(Work request) Copy each line of the listing below where the word "positive" turns up.
_ _ _ _ _
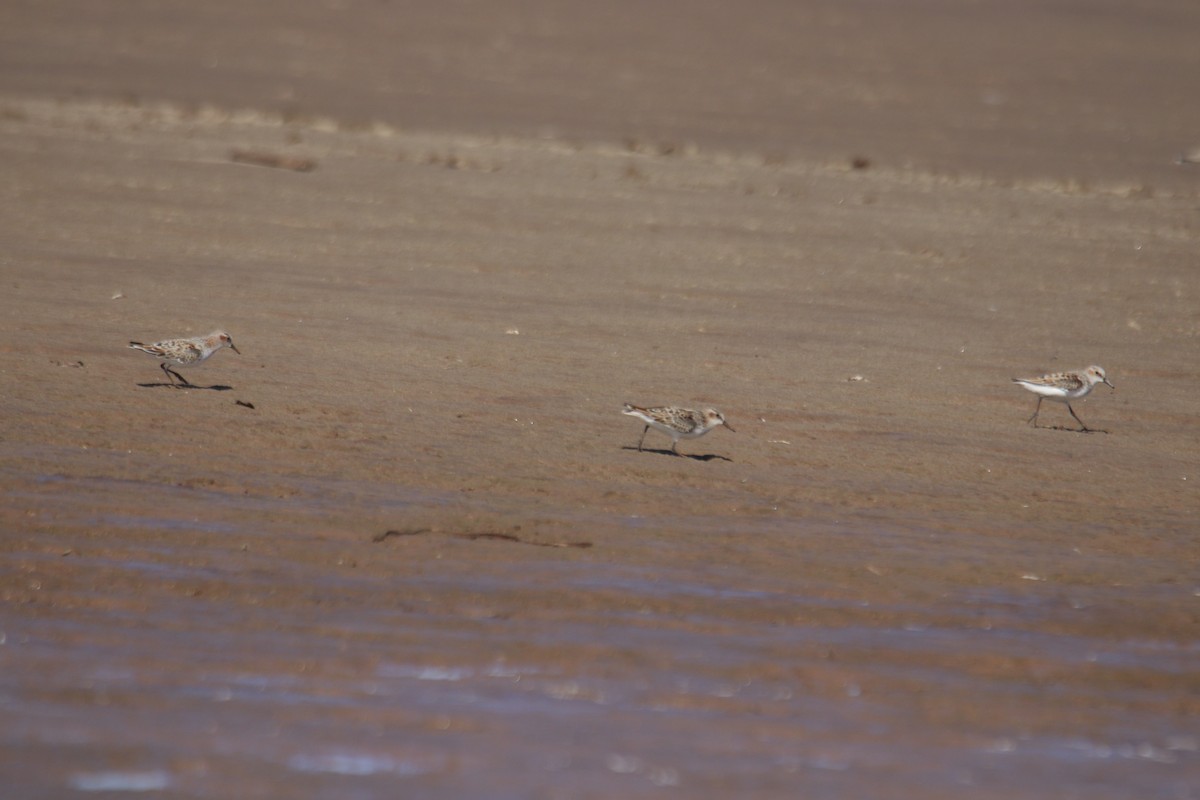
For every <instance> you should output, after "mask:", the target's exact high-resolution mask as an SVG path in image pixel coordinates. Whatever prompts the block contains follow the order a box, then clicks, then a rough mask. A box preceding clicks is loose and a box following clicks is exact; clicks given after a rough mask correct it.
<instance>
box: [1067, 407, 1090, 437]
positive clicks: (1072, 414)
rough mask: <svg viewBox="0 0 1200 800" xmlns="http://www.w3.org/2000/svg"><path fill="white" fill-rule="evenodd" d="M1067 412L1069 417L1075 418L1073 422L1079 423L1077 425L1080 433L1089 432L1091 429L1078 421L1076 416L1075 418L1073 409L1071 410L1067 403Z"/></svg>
mask: <svg viewBox="0 0 1200 800" xmlns="http://www.w3.org/2000/svg"><path fill="white" fill-rule="evenodd" d="M1067 410H1068V411H1070V415H1072V416H1074V417H1075V422H1079V425H1080V428H1079V429H1080V431H1091V428H1090V427H1087V426H1086V425H1084V421H1082V420H1080V419H1079V417H1078V416H1075V409H1073V408H1072V407H1070V403H1067Z"/></svg>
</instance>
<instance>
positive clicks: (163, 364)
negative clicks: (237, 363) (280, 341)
mask: <svg viewBox="0 0 1200 800" xmlns="http://www.w3.org/2000/svg"><path fill="white" fill-rule="evenodd" d="M130 347H131V348H132V349H134V350H142V351H143V353H149V354H150V355H152V356H154V357H156V359H158V361H160V363H158V366H160V367H162V371H163V372H164V373H167V380H169V381H170V385H172V386H175V385H176V384H175V378H179V379H180V380H181V381H182V385H184V386H191V385H192V384H191V383H190V381H188V380H187V378H184V377H182V375H181V374H179V373H178V372H175V371H174V369H172V368H170V365H174V366H176V367H194V366H198V365H200V363H204V362H205V361H208V360H209V357H210V356H211V355H212V354H214V353H216V351H217V350H220V349H221V348H233V351H234V353H236V354H238V355H241V350H239V349H238V347H236V345H235V344H234V343H233V339H232V338H230V337H229V335H228V333H226V332H224V331H212V332H211V333H209V335H208V336H194V337H192V338H181V339H164V341H162V342H155V343H154V344H143V343H142V342H130ZM172 375H174V378H173V377H172Z"/></svg>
_ _ _ _ _
(Response box)
positive clicks: (1072, 414)
positive clicks: (163, 364)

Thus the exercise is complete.